- Consigne A
Restituez intégralement, sans la moindre modification, l'extrait d'arrêt ci-dessous portant sur la prolongation de la mesure.

- Extrait du document

De ces considérations, les juges d'appel ont pu déduire que le secrétaire d'Etat à l'Asile et la migration a apprécié la condition visée à l'article 29, alinéa 5, de la loi du 15 décembre 1980 sur la base d'éléments propres au demandeur, révélant l'existence d'un danger pour l'ordre public. Ces éléments permettent au demandeur de comprendre les raisons de la prolongation de la mesure et ne mettent pas à sa charge un comportement culpeux qui n'aurait pas été pris en considération par l'autorité administrative.
Ainsi, l'arrêt motive régulièrement et justifie légalement sa décision que la mesure de prolongation est légale et motivée au regard des articles 29, alinéa 5, et 62 de la loi du 15 décembre 1980.
Le moyen ne peut être accueilli.
Le contrôle d'office
Les formalités substantielles ou prescrites à peine de nullité ont été observées et la décision est conforme à la loi.
PAR CES MOTIFS,
LA COUR
Rejette le pourvoi ;
Condamne le demandeur aux frais.
Lesdits frais taxés à la somme de quarante-sept euros nonante et un centimes dus.

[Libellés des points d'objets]
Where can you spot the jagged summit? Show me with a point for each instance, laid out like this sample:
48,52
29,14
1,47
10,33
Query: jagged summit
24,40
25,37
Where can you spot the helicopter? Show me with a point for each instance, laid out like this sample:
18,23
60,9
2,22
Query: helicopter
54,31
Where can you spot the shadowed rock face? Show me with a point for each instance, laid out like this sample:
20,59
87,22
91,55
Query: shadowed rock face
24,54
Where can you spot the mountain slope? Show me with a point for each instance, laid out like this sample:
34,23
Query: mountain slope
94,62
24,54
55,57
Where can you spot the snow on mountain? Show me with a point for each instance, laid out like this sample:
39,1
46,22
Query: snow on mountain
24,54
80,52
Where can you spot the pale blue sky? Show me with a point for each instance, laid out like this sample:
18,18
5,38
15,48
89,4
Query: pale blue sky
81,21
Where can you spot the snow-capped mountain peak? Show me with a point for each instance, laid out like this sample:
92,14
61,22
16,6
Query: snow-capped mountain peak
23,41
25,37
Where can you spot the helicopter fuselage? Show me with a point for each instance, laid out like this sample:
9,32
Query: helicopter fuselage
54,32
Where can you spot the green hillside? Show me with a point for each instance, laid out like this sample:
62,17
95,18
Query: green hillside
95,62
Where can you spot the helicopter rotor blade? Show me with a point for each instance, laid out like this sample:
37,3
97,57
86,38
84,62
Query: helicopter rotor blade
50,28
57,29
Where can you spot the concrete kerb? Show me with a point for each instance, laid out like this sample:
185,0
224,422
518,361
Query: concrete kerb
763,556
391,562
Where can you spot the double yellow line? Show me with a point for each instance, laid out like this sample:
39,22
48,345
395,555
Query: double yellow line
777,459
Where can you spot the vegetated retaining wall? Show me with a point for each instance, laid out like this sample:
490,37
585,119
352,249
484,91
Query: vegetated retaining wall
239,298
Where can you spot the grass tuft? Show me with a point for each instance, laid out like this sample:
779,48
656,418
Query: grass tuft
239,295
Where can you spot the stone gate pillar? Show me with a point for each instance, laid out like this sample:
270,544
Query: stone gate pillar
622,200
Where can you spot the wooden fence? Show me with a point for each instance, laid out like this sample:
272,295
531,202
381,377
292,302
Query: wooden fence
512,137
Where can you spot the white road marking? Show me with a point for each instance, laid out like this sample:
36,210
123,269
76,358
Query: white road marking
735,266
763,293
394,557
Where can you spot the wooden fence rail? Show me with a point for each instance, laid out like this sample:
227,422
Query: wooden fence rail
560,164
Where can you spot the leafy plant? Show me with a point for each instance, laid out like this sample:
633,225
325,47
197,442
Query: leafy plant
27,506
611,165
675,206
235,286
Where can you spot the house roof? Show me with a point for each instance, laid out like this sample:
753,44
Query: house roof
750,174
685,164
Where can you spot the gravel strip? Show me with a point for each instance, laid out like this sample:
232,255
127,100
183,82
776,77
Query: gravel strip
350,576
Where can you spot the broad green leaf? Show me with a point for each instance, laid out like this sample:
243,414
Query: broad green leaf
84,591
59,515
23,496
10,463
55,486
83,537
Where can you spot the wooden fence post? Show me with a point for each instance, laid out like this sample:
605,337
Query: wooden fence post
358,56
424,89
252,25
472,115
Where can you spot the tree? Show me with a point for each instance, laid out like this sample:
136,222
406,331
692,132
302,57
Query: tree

- Consigne B
Relevez chacune des lignes des enregistrements ci-dessus qui contient le mot « pale ». La casse doit être respectée.

- Réponse rédigée A
De ces considérations, les juges d'appel ont pu déduire que le secrétaire d'Etat à l'Asile et la migration a apprécié la condition visée à l'article 29, alinéa 5, de la loi du 15 décembre 1980 sur la base d'éléments propres au demandeur, révélant l'existence d'un danger pour l'ordre public. Ces éléments permettent au demandeur de comprendre les raisons de la prolongation de la mesure et ne mettent pas à sa charge un comportement culpeux qui n'aurait pas été pris en considération par l'autorité administrative.
Ainsi, l'arrêt motive régulièrement et justifie légalement sa décision que la mesure de prolongation est légale et motivée au regard des articles 29, alinéa 5, et 62 de la loi du 15 décembre 1980.
Le moyen ne peut être accueilli.
Le contrôle d'office
Les formalités substantielles ou prescrites à peine de nullité ont été observées et la décision est conforme à la loi.
PAR CES MOTIFS,
LA COUR
Rejette le pourvoi ;
Condamne le demandeur aux frais.
Lesdits frais taxés à la somme de quarante-sept euros nonante et un centimes dus.

- Réponse rédigée B
Where can you spot the pale blue sky? Show me with a point for each instance, laid out like this sample:
Query: pale blue sky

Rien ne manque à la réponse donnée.